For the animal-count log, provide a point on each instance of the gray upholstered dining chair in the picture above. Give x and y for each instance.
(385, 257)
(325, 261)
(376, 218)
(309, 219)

▸ **Task goal**:
All of the data above should be written out again word for word.

▸ **Expected output**:
For the animal-count log, provide a point on each instance of the gray upholstered dining chair in the picture above. Give x and y for each instance.
(385, 257)
(325, 261)
(376, 218)
(309, 219)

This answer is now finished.